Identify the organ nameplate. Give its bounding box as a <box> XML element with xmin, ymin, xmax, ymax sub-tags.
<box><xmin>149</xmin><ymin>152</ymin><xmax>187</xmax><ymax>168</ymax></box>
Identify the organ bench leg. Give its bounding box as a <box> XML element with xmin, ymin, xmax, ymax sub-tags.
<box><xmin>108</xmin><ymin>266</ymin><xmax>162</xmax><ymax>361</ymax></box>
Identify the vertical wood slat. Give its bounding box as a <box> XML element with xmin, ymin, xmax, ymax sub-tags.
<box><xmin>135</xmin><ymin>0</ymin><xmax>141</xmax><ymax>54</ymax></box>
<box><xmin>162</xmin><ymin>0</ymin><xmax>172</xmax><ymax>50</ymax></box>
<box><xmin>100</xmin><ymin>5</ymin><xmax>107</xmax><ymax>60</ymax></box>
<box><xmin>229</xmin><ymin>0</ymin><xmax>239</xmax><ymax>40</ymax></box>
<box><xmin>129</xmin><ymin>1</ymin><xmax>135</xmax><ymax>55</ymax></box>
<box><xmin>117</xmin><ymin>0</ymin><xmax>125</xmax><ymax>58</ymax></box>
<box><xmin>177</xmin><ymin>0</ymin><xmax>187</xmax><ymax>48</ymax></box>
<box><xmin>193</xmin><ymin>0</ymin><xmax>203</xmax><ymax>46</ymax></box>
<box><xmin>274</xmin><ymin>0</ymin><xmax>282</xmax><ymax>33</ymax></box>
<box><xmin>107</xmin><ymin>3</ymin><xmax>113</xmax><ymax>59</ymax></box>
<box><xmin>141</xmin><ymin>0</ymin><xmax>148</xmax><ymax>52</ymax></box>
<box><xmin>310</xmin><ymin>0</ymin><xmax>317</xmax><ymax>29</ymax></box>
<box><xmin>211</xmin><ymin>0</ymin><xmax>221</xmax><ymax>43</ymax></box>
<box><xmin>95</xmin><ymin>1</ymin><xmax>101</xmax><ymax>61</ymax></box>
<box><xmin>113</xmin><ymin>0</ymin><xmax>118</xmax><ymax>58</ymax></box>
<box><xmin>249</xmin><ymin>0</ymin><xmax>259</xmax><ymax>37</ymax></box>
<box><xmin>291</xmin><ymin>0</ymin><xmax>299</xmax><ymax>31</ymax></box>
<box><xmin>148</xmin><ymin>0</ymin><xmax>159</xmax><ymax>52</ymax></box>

+---+

▸ **Aim of the task**
Restate all the material above, keeping each word as it is.

▸ **Reply**
Identify the organ nameplate. Give its bounding box as a <box> XML element with xmin, ymin, xmax, ymax sub-tags.
<box><xmin>149</xmin><ymin>152</ymin><xmax>187</xmax><ymax>168</ymax></box>
Identify the organ bench leg. Give its bounding box as a <box> XML element with xmin, ymin, xmax, ymax sub-tags.
<box><xmin>108</xmin><ymin>266</ymin><xmax>162</xmax><ymax>361</ymax></box>
Identify the vertical wood slat. Give its bounding box as a <box> XML element with xmin, ymin, xmax, ymax sub-tags.
<box><xmin>135</xmin><ymin>0</ymin><xmax>141</xmax><ymax>54</ymax></box>
<box><xmin>162</xmin><ymin>0</ymin><xmax>172</xmax><ymax>50</ymax></box>
<box><xmin>100</xmin><ymin>5</ymin><xmax>107</xmax><ymax>60</ymax></box>
<box><xmin>229</xmin><ymin>0</ymin><xmax>239</xmax><ymax>40</ymax></box>
<box><xmin>129</xmin><ymin>1</ymin><xmax>135</xmax><ymax>55</ymax></box>
<box><xmin>117</xmin><ymin>0</ymin><xmax>125</xmax><ymax>58</ymax></box>
<box><xmin>177</xmin><ymin>0</ymin><xmax>187</xmax><ymax>48</ymax></box>
<box><xmin>193</xmin><ymin>0</ymin><xmax>203</xmax><ymax>46</ymax></box>
<box><xmin>274</xmin><ymin>0</ymin><xmax>282</xmax><ymax>33</ymax></box>
<box><xmin>107</xmin><ymin>3</ymin><xmax>113</xmax><ymax>59</ymax></box>
<box><xmin>141</xmin><ymin>0</ymin><xmax>148</xmax><ymax>52</ymax></box>
<box><xmin>310</xmin><ymin>0</ymin><xmax>317</xmax><ymax>29</ymax></box>
<box><xmin>211</xmin><ymin>0</ymin><xmax>221</xmax><ymax>43</ymax></box>
<box><xmin>95</xmin><ymin>1</ymin><xmax>101</xmax><ymax>61</ymax></box>
<box><xmin>113</xmin><ymin>0</ymin><xmax>118</xmax><ymax>58</ymax></box>
<box><xmin>249</xmin><ymin>0</ymin><xmax>259</xmax><ymax>37</ymax></box>
<box><xmin>291</xmin><ymin>0</ymin><xmax>299</xmax><ymax>31</ymax></box>
<box><xmin>148</xmin><ymin>0</ymin><xmax>159</xmax><ymax>52</ymax></box>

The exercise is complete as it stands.